Stated exercise 1 = Which organizations does the excerpt on cross-border research networking refer to by an abbreviation? List each abbreviation once.

Excerpt =
+--

To address this obstacle to joint research, the UC San Diego division of the California Institute for Telecommunications and Information Technology (Calit2) and CICESE are working with CENIC and its counterpart in Mexico, the Corporación Universitaria para el Desarrollo de Internet (CUDI), to expand available bandwidth linking researchers between the two research hubs. CUDI is responsible for research and education networking in Mexico, and the partnership is supported there by the Consejo Nacional de Ciencia y Tecnología (CONACYT), Mexico’s equivalent to the U.S. National Science Foundation (NSF). CONACYT and partners are funding a 10 Gigabit per second (Gb/s) link between Tijuana and Ensenada (where CICESE is located), and it is also funding last-mile improvements serving not just CICESE but the National Autonomous University of Mexico (UNAM) as well. Improved network bandwidth from UCSD to Tijuana is enabled by NSF funding for 10 Gb/s upgrades to CENIC networking equipment in the Tijuana Bestel POP. As a result, CENIC and CUDI will improve cross-border bandwidth to 10 Gb/s from the current 1 Gb/s, and implement a new 10 Gb/s connection between Tijuana and Ensenada. Ultimately, these improvements will enable new research collaborations between Calit2, UCSD and CICESE, and among other Mexican and U.S. institutions served by CENIC and CUDI.

+--

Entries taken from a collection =
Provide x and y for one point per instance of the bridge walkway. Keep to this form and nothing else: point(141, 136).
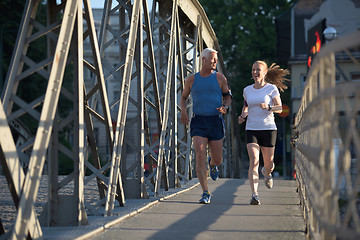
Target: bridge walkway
point(228, 216)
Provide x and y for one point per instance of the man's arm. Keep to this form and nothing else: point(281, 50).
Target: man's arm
point(184, 96)
point(225, 91)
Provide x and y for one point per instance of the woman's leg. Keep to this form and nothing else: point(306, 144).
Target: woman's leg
point(268, 156)
point(254, 153)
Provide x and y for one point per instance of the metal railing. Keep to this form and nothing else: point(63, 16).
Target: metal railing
point(327, 144)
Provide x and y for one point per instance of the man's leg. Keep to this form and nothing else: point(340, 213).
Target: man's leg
point(200, 144)
point(216, 149)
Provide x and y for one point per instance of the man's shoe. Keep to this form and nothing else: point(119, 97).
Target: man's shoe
point(255, 200)
point(214, 171)
point(205, 199)
point(268, 179)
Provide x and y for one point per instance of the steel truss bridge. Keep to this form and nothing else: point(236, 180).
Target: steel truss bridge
point(158, 43)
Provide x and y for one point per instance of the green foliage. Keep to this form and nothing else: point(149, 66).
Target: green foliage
point(246, 33)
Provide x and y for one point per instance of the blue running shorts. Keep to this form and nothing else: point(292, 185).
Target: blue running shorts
point(210, 127)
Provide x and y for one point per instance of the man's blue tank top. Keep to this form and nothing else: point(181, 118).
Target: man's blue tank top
point(206, 94)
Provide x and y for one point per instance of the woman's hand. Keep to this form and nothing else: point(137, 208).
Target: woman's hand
point(264, 106)
point(241, 119)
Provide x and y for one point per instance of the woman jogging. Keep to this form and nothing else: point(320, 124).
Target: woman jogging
point(261, 101)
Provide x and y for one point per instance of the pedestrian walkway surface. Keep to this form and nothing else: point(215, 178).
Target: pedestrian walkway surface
point(228, 216)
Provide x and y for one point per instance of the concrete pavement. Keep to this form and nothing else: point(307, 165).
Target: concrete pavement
point(228, 216)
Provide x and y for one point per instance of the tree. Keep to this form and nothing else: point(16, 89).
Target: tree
point(246, 33)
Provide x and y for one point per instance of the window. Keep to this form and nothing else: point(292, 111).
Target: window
point(355, 76)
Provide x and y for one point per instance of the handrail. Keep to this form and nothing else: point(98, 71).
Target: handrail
point(327, 145)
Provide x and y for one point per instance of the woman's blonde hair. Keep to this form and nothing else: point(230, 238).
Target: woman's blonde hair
point(275, 75)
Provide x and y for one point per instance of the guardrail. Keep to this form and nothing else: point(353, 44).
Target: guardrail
point(327, 144)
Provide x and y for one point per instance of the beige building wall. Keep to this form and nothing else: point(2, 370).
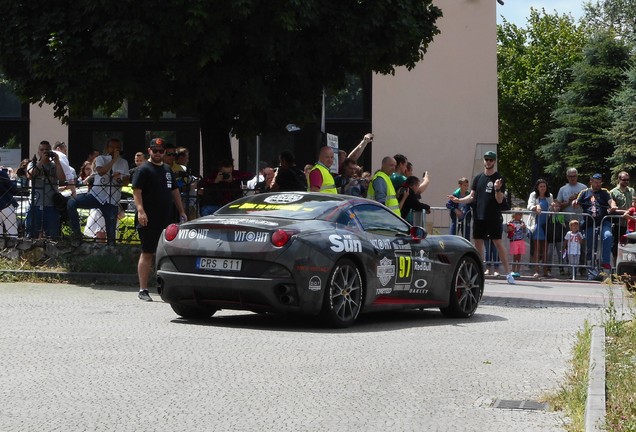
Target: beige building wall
point(45, 127)
point(438, 113)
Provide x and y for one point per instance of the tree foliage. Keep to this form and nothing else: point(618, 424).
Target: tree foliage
point(616, 16)
point(534, 68)
point(243, 65)
point(579, 140)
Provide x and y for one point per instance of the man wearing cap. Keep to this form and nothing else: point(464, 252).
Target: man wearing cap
point(623, 195)
point(111, 173)
point(597, 203)
point(381, 188)
point(320, 179)
point(488, 193)
point(398, 178)
point(567, 194)
point(155, 192)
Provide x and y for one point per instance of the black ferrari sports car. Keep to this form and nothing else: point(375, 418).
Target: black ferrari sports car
point(329, 255)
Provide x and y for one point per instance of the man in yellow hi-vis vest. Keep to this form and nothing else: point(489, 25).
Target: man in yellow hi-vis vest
point(381, 188)
point(320, 179)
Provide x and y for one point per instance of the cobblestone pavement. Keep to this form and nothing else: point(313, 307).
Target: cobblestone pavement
point(97, 359)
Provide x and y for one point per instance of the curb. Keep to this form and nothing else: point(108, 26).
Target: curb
point(595, 404)
point(87, 278)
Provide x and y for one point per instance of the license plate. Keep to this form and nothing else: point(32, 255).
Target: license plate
point(221, 264)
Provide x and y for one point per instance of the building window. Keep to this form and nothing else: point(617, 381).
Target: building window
point(121, 113)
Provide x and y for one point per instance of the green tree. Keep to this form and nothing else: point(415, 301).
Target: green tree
point(622, 132)
point(534, 67)
point(244, 66)
point(617, 16)
point(580, 140)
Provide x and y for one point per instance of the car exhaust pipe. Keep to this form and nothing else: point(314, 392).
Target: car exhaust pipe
point(159, 285)
point(286, 299)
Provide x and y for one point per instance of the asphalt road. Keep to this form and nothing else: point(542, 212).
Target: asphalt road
point(94, 358)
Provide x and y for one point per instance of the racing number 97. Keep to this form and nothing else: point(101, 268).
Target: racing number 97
point(405, 267)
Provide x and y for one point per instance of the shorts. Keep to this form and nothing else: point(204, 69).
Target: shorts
point(487, 229)
point(517, 247)
point(149, 237)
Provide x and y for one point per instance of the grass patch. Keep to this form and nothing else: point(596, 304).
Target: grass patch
point(620, 364)
point(572, 395)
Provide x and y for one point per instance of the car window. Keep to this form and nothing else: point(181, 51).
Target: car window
point(380, 220)
point(286, 205)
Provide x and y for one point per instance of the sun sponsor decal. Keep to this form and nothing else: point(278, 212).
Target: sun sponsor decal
point(344, 243)
point(320, 269)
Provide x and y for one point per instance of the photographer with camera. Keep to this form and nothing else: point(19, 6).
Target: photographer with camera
point(220, 188)
point(44, 171)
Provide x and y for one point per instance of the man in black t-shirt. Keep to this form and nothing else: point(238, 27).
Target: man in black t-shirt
point(288, 177)
point(155, 191)
point(488, 194)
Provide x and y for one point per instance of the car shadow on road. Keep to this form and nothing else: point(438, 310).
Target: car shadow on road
point(366, 323)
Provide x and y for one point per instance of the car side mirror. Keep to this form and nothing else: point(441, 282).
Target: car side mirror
point(418, 234)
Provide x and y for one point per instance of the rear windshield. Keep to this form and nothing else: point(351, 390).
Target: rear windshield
point(284, 205)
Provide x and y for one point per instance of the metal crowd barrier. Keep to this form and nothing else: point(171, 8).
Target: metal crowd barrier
point(439, 222)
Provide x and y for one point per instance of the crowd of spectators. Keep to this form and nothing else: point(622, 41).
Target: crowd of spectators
point(581, 230)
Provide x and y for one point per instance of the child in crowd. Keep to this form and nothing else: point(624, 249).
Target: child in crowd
point(630, 215)
point(517, 233)
point(572, 246)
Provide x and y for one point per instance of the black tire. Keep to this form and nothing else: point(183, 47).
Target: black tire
point(467, 287)
point(191, 312)
point(343, 297)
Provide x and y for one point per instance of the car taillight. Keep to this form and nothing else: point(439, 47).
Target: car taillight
point(171, 232)
point(280, 238)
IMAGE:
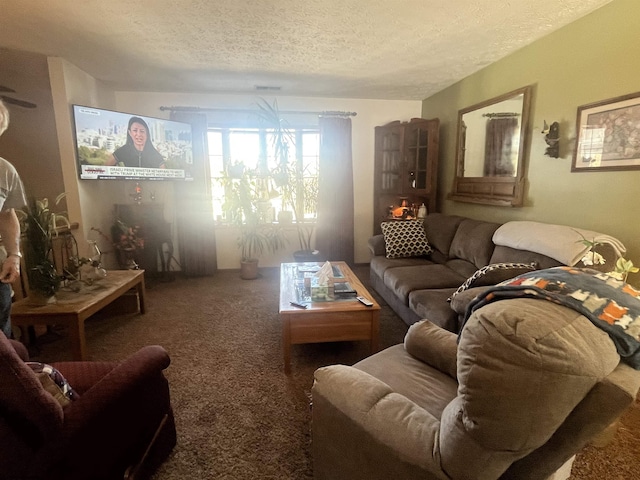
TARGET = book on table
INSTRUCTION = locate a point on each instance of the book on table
(343, 290)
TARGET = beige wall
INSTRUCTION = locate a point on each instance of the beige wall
(30, 143)
(590, 60)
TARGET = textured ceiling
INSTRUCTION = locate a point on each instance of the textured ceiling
(386, 49)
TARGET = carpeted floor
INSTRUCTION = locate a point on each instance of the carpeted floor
(238, 415)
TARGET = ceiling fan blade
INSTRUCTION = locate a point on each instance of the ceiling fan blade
(20, 103)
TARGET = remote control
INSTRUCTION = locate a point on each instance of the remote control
(364, 301)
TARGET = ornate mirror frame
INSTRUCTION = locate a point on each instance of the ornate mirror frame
(502, 189)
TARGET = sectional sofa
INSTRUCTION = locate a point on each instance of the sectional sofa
(420, 286)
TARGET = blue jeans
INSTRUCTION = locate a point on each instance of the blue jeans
(5, 309)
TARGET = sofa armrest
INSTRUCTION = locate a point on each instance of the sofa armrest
(358, 418)
(377, 246)
(433, 345)
(20, 349)
(126, 405)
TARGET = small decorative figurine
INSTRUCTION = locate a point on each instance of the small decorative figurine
(552, 138)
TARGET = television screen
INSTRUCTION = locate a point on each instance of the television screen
(123, 146)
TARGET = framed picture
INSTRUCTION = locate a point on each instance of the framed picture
(608, 135)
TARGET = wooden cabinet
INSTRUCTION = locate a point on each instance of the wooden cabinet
(406, 166)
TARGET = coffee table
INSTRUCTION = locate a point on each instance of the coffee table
(332, 321)
(72, 309)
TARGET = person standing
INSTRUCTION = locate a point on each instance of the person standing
(11, 197)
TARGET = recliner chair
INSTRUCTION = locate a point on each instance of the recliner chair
(529, 384)
(120, 426)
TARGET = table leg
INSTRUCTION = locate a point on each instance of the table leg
(286, 344)
(77, 339)
(141, 293)
(375, 331)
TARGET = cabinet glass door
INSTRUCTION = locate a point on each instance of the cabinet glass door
(418, 168)
(390, 180)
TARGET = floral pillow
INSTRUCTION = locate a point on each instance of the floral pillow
(405, 238)
(493, 274)
(54, 383)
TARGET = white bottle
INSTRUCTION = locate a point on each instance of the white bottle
(422, 211)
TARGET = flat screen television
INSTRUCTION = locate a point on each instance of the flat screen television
(114, 145)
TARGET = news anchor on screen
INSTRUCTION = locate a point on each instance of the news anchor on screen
(138, 151)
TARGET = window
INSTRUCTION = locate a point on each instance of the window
(292, 187)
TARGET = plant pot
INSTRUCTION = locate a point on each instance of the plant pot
(249, 269)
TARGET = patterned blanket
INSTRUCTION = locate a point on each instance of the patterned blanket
(610, 304)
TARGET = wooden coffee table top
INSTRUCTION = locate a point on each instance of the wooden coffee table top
(289, 276)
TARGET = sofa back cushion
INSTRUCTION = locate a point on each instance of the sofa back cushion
(441, 229)
(473, 242)
(502, 254)
(523, 365)
(28, 411)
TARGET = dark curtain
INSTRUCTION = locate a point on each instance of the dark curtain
(196, 235)
(334, 236)
(498, 153)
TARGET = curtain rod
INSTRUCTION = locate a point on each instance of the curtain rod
(501, 114)
(327, 113)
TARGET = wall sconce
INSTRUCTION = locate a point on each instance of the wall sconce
(552, 138)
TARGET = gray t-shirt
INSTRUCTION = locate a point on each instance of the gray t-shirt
(11, 192)
(11, 188)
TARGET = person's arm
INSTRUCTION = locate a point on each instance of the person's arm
(10, 234)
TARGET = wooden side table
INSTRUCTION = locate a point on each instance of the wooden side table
(72, 309)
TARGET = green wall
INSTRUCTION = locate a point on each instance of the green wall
(592, 59)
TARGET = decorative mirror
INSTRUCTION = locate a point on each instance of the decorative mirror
(490, 150)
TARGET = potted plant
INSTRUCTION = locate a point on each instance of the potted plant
(243, 197)
(40, 224)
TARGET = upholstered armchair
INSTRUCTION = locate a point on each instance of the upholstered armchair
(114, 422)
(526, 386)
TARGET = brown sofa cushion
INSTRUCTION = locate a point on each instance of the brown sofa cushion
(493, 274)
(473, 242)
(41, 418)
(523, 365)
(433, 345)
(440, 230)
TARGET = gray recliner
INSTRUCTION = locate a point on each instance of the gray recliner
(527, 386)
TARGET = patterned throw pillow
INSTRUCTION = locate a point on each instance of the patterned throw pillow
(493, 274)
(53, 382)
(405, 238)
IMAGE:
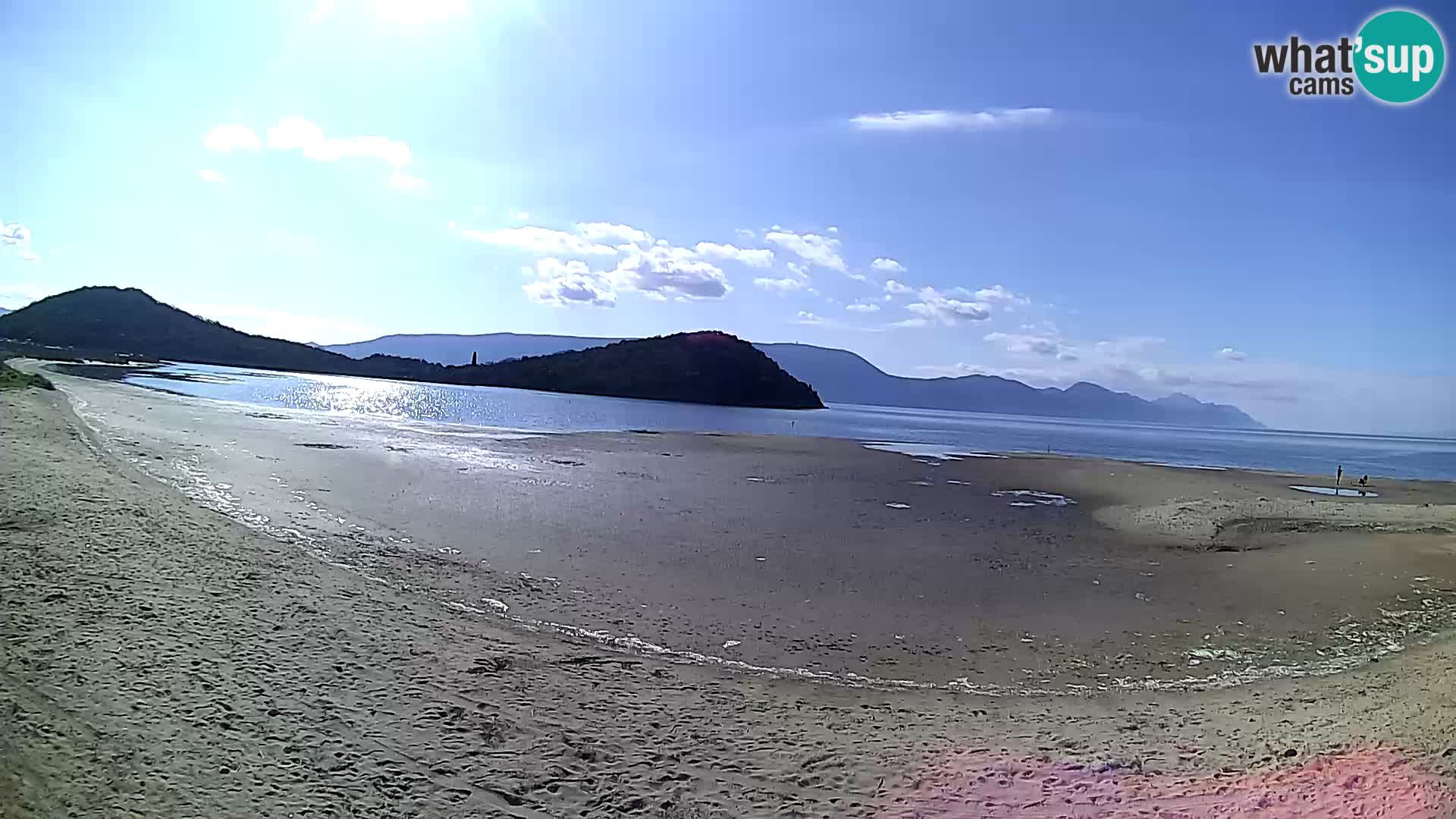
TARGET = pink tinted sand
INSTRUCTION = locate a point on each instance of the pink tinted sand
(1365, 783)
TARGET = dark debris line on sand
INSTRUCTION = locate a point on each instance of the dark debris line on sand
(164, 661)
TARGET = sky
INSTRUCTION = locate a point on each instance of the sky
(1046, 191)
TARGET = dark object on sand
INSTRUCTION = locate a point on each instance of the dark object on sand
(698, 368)
(15, 379)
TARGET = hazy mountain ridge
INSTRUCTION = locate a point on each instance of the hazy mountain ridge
(846, 378)
(705, 368)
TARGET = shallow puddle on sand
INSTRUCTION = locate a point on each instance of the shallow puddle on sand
(937, 450)
(1034, 497)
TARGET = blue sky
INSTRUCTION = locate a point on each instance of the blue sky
(1074, 193)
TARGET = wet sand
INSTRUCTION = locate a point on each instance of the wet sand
(162, 659)
(832, 558)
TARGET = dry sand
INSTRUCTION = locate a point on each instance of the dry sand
(162, 659)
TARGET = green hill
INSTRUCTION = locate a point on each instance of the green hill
(701, 368)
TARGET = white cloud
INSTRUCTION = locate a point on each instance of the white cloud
(1130, 346)
(940, 120)
(18, 295)
(570, 283)
(606, 231)
(810, 246)
(400, 181)
(752, 257)
(998, 295)
(18, 237)
(542, 241)
(226, 139)
(297, 133)
(15, 234)
(780, 284)
(664, 270)
(943, 309)
(1037, 344)
(278, 324)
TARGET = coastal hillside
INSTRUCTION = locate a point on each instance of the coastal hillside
(702, 368)
(846, 378)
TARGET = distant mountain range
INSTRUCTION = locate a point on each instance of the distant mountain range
(702, 368)
(846, 378)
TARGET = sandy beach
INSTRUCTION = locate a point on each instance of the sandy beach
(228, 610)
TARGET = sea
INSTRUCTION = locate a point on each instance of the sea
(909, 430)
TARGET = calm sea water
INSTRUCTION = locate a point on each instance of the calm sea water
(965, 431)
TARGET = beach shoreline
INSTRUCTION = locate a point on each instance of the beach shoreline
(275, 679)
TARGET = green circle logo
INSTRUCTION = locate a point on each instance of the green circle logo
(1400, 55)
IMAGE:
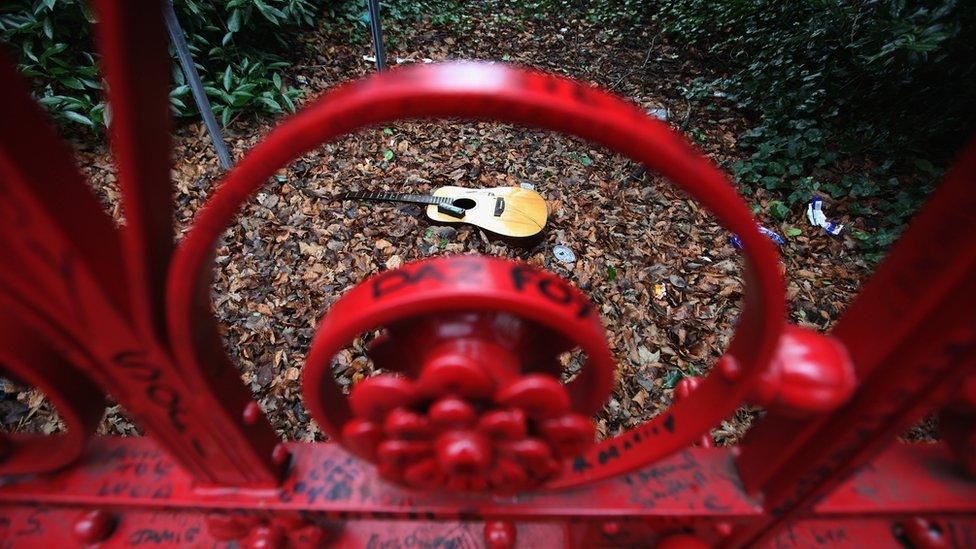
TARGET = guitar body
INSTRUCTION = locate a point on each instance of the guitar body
(511, 212)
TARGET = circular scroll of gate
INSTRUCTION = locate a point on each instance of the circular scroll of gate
(26, 358)
(505, 94)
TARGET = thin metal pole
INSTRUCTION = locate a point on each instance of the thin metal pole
(377, 30)
(196, 86)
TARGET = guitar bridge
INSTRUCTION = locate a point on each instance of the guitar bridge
(451, 210)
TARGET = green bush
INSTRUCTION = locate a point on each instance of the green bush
(890, 83)
(351, 17)
(239, 46)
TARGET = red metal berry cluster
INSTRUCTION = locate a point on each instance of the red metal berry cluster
(459, 426)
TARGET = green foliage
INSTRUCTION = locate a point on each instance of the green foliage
(238, 46)
(351, 17)
(835, 80)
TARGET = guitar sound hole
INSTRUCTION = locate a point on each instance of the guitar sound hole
(466, 203)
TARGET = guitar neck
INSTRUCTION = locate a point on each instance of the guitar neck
(398, 197)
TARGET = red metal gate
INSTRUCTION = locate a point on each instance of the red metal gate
(469, 439)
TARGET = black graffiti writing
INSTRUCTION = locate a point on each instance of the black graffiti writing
(163, 395)
(553, 289)
(153, 536)
(459, 270)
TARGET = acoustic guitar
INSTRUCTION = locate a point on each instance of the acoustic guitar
(509, 212)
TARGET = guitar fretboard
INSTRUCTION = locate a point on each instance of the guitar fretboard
(398, 197)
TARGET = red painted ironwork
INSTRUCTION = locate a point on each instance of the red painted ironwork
(468, 437)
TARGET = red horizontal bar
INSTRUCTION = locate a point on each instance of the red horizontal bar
(697, 483)
(135, 472)
(52, 527)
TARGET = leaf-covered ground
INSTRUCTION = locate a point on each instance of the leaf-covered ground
(663, 273)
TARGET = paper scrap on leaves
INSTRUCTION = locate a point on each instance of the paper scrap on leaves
(819, 219)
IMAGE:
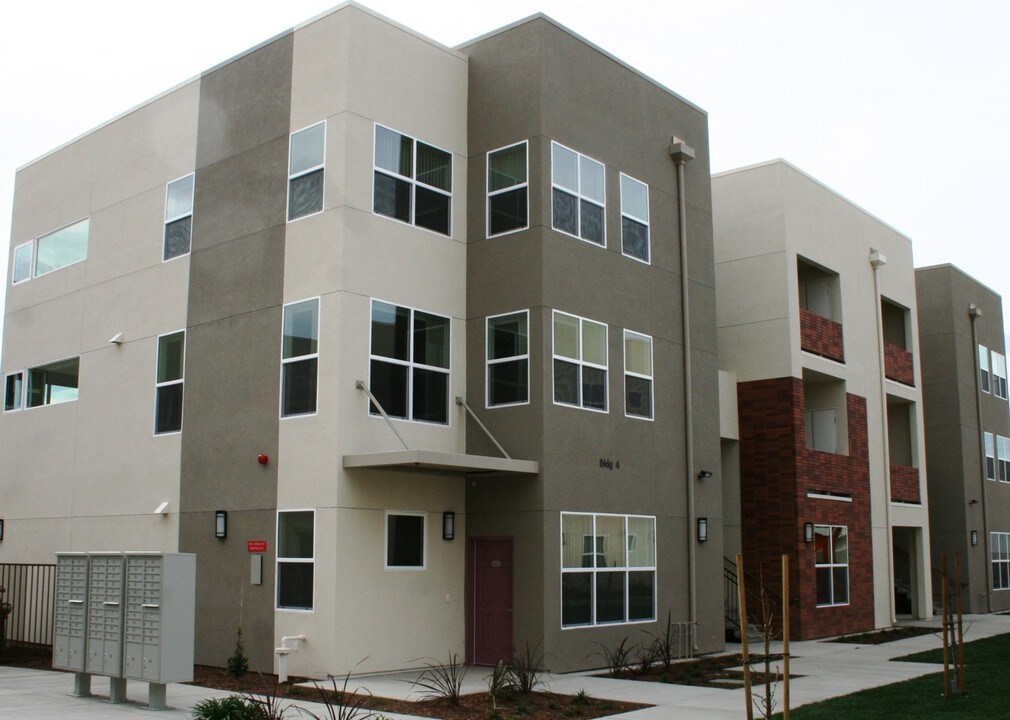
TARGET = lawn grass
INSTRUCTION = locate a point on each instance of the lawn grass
(988, 694)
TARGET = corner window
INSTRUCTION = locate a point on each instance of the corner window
(508, 190)
(508, 358)
(295, 558)
(634, 218)
(578, 195)
(409, 363)
(305, 171)
(405, 533)
(413, 181)
(608, 569)
(169, 386)
(178, 217)
(300, 357)
(637, 375)
(54, 384)
(831, 563)
(580, 363)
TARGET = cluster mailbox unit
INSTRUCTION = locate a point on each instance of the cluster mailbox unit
(125, 615)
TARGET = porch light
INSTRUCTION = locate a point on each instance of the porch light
(448, 525)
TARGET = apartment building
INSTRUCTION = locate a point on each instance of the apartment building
(816, 318)
(968, 432)
(413, 346)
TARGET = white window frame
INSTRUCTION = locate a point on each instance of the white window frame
(300, 560)
(424, 540)
(412, 181)
(411, 365)
(581, 363)
(579, 195)
(649, 378)
(512, 188)
(831, 564)
(300, 358)
(160, 385)
(626, 569)
(295, 176)
(488, 361)
(644, 221)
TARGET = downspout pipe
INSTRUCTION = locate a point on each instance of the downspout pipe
(682, 155)
(974, 313)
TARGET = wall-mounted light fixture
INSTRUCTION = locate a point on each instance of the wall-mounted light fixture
(702, 529)
(448, 525)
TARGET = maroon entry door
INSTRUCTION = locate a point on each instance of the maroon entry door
(492, 600)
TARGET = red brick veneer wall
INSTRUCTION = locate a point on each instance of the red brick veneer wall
(821, 336)
(898, 365)
(904, 484)
(777, 472)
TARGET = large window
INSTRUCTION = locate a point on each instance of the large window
(508, 358)
(169, 385)
(409, 363)
(413, 181)
(578, 195)
(508, 190)
(295, 558)
(608, 569)
(300, 357)
(1000, 549)
(178, 217)
(53, 251)
(405, 534)
(637, 375)
(580, 362)
(634, 218)
(305, 171)
(831, 563)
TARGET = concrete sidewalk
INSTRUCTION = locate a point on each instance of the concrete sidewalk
(828, 670)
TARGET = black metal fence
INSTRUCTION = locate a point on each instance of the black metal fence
(29, 589)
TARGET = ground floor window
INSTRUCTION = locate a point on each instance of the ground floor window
(608, 569)
(831, 546)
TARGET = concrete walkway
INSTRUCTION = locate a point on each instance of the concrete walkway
(828, 670)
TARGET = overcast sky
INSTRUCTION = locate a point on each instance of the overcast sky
(901, 106)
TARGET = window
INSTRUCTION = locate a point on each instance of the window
(580, 363)
(409, 363)
(12, 396)
(508, 358)
(508, 190)
(634, 218)
(405, 540)
(1000, 549)
(831, 563)
(300, 357)
(608, 569)
(990, 455)
(413, 181)
(295, 558)
(984, 368)
(169, 386)
(1003, 457)
(579, 199)
(637, 375)
(54, 384)
(305, 171)
(999, 376)
(178, 217)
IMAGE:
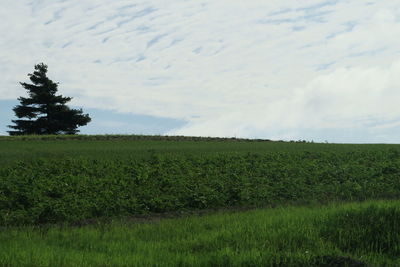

+--

Stated exercise 2 = Can you repeat the records word for word, starting with their first line and going on through the line with "point(261, 101)", both included, and leave the pictures out?

Correct result 1 = Calit2, CICESE, CENIC, CUDI, CONACYT, NSF, UNAM, UCSD

Correct result 2 =
Provide x and y for one point per instance of the bridge walkway. Keep to this form and nothing else: point(141, 136).
Target: bridge walkway
point(228, 216)
Provide x and y for one point per instance of the man's arm. Keep to this form and nothing else: point(281, 50).
Target: man's arm
point(184, 96)
point(225, 91)
Provide x and y for one point per instance of the woman's leg. Keep to this form and nothing else: point(306, 144).
Target: woman's leg
point(268, 156)
point(254, 153)
Provide x and y for one point per instance of the metal railing. Keep to this form and nothing else: point(63, 16).
Target: metal railing
point(327, 144)
Provide x and y for one point per instance of the man's leg. Keep to this form and nothing else: point(340, 213).
Target: man's leg
point(200, 144)
point(216, 149)
Provide x and y for one point per instance of the man's shoe. Keep to this form and nothing else: point(119, 97).
Target: man's shoe
point(255, 200)
point(214, 171)
point(205, 199)
point(268, 179)
Provide x and y for one point per instance of the steel truss bridge. Keep to this form and nothing else: point(236, 180).
Target: steel truss bridge
point(158, 43)
Provide x and y for one point per instance of the green foliage. Keep to this form and nothing else: point(149, 66).
Target: green foliage
point(246, 33)
Provide x and y for one point per instance of the blue running shorts. Keep to this form and nothing else: point(292, 185).
Target: blue running shorts
point(210, 127)
Provide x and y for one point per instance of the man's blue tank top. Keep to this form and nothing else: point(181, 118).
Target: man's blue tank top
point(206, 94)
Provide x and y for one point per instance of the woman's hand. Keep to this form and nothing else: point(137, 208).
Target: woman's hand
point(264, 106)
point(241, 119)
Provide x and y for one point per instance of the woman jogging. Keep to this form and nothing else: point(320, 124).
Target: woman jogging
point(261, 101)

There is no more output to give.